— BEGIN Text section —
The only thing that's starving relative to this "article" is the author's brain for oxygen, as he obviously hasn't taken anything but one singular aspect into consideration, with the apparent purpose of deriving a skewed end result. There are other factors, such as all the feedmeal/flour that is a byproduct of much oil production. There's the avarice of the meat consuming market. There's the failure to initiate and propigate fuel efficiency measures that would reduce liquid fuel consumption. There's the failure to promote a social principle of conservation/efficient use of liquid fuels.

Instead, this bozo presents a global market that maintains all its present consumption habits and patterns, substituting only one fuel for another. It's mindless, as is your author's piece-meal premise.

Happy Humbug.

Todd Swearingen

----- Original Message ----- From: "Myles Arnott" <[EMAIL PROTECTED]>
To: <[EMAIL PROTECTED]>
Sent: Tuesday, November 23, 2004 9:00 PM
Subject: [Biofuel] Fuel for nought ...?


Hi everyone,
I'm pretty new to this group, and have been following
most of what has been posited and discussed with much
interest. However, I came across this article today
and was made to feel a little uneasy.

I believe there is a lot of good (both environmental
and humanitarian) to be achieved throught the use (and
governmental support) of this sort of renewable
energy, and call upon those better informed than
myself to put my mind at ease.

Are we missing the bigger picture?

Yours,

Myles.




"Fuel for nought"
— END Text section —
— BEGIN Available data —
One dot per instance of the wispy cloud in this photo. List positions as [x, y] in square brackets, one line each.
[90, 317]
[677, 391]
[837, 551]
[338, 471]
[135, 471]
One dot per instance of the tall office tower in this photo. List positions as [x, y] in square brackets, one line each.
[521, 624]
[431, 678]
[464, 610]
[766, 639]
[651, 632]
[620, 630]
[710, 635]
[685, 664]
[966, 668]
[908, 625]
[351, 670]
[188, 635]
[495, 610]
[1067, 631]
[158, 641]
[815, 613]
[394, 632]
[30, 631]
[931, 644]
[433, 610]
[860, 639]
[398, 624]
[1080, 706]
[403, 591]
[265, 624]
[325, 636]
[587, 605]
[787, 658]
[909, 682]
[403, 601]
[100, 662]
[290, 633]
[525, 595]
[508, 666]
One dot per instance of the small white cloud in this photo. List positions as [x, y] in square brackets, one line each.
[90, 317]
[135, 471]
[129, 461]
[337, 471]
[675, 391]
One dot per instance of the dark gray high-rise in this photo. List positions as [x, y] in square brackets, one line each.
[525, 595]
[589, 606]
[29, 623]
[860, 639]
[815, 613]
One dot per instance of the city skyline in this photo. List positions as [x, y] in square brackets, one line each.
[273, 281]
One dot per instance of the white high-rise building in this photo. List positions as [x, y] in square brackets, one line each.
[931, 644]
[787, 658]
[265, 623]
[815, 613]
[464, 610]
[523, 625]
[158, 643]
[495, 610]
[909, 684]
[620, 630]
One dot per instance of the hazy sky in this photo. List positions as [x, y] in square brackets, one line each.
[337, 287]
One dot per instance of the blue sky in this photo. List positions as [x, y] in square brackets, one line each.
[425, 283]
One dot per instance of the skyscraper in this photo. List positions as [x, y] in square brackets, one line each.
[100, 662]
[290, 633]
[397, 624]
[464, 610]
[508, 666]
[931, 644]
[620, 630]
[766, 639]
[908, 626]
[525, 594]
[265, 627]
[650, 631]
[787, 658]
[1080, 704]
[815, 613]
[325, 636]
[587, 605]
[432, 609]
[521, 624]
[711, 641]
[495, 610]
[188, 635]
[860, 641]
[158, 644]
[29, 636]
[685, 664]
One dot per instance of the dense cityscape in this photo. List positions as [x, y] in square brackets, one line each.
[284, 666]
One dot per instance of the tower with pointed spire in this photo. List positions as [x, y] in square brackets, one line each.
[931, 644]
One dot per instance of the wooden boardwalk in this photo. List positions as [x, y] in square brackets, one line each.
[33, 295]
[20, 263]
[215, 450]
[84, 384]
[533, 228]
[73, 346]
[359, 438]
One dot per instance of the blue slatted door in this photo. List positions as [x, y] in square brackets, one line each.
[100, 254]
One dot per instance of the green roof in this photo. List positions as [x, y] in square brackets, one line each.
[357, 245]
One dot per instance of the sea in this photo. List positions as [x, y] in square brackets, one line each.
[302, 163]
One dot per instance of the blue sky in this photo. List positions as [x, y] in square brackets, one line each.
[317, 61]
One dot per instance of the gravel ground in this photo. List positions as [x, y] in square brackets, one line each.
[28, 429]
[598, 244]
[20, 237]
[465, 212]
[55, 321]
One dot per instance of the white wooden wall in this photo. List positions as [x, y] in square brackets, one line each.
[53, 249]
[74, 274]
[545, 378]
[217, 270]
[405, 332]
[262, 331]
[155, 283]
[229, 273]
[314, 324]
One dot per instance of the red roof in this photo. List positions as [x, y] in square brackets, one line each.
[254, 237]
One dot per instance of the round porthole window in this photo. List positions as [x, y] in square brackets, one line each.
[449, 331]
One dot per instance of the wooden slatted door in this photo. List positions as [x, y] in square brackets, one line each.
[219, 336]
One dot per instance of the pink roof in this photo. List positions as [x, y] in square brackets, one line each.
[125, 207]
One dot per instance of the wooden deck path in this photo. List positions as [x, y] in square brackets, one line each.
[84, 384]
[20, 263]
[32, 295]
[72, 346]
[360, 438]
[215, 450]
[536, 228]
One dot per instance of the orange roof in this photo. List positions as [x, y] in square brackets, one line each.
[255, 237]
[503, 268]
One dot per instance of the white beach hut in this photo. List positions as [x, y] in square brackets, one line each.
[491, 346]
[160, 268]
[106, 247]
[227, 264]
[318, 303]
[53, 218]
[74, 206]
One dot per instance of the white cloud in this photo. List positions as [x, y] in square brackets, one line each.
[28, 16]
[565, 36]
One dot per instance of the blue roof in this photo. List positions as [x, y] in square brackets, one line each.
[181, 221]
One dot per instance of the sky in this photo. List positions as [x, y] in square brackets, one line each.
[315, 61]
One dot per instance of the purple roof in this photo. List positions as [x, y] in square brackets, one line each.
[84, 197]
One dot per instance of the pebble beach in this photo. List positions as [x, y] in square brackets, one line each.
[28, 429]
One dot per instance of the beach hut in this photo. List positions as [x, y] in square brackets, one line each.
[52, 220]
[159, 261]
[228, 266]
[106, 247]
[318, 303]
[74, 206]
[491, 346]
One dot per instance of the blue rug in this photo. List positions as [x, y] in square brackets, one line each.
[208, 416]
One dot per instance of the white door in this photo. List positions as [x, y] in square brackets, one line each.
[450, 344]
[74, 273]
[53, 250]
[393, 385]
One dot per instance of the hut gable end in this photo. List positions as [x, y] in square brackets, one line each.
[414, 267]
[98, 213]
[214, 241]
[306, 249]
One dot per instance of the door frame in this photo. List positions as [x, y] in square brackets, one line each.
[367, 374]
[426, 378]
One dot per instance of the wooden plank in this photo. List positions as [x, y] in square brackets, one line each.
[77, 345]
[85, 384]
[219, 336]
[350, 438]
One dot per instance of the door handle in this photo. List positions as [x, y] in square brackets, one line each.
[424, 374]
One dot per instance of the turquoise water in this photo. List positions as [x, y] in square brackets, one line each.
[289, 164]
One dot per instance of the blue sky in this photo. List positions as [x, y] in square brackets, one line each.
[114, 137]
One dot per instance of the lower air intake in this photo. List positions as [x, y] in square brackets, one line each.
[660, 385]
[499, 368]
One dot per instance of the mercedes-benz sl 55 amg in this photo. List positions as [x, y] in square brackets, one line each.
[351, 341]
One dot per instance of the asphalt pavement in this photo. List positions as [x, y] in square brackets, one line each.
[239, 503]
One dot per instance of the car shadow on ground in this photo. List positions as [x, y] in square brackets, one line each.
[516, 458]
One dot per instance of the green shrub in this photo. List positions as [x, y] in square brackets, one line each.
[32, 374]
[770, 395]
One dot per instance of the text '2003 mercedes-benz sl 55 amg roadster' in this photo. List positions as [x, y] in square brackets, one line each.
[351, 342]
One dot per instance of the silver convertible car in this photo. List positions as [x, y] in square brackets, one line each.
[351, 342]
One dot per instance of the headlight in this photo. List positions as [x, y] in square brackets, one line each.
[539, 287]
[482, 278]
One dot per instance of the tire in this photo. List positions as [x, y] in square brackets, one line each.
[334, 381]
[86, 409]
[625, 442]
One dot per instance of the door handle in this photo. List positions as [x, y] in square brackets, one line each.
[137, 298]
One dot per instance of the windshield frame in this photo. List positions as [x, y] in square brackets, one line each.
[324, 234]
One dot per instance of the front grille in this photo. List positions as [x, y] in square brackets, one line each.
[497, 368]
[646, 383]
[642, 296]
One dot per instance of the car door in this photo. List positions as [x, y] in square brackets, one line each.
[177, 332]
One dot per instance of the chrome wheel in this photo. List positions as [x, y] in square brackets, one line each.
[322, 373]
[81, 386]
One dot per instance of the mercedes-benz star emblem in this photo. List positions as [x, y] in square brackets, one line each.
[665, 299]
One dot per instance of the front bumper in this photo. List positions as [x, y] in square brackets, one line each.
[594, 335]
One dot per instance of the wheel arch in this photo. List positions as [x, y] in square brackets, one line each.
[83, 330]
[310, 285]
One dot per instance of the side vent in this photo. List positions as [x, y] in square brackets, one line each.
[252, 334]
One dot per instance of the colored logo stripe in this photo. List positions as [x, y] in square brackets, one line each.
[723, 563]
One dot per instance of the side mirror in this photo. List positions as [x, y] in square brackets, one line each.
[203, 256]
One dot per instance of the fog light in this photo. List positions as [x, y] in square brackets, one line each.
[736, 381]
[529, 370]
— END Available data —
#### [What you need to do]
**a)** Pull out the entries word for word, starting with the line that contains "One dot per instance of the colored" and going on through the last line of the entries, with both ends included.
**b)** Continue the mailing-list text about biofuel from its last line.

#### [Exercise responses]
**a)**
One dot per instance of the colored logo stripe in this photo. List positions as [x, y] in square brackets, one line each.
[723, 563]
One dot per instance of the side mirror in this photo. List positions as [x, y] in square brackets, one line each.
[203, 256]
One dot per instance of the fog light in this photo. List positions as [x, y] in square brackets, one line each.
[736, 381]
[529, 370]

**b)**
The adoption of biofuels would be a humanitarian and
environmental disaster

George Monbiot
Tuesday November 23, 2004
The Guardian

If human beings were without sin, we would still live
in an imperfect world. Adam Smith's notion that by
pursuing his own interest, a man "frequently promotes
that of ... society more effectually than when he
really intends to promote it", and Karl Marx's picture
of a society in which "the free development of each is
the condition for the free development of all" are
both mocked by one obvious constraint. The world is
finite. This means that when one group of people
pursues its own interests, it damages the interests of
others.
It is hard to think of a better example than the
current enthusiasm for biofuels. These are made from
plant oils or crop wastes or wood, and can be used to
run cars and buses and lorries. Burning them simply
returns to the atmosphere the carbon that the plants
extracted while they were growing. So switching from
fossil fuels to biodiesel and bioalcohol is now being
promoted as the solution to climate change.

Next month, the British government will have to set a
target for the amount of transport fuel that will come
from crops. The European Union wants 2% of the oil we
use to be biodiesel by the end of next year, rising to
6% by 2010 and 20% by 2020. To try to meet these
targets, the government has reduced the tax on
biofuels by 20p a litre, while the EU is paying
farmers an extra ?45 a hectare to grow them.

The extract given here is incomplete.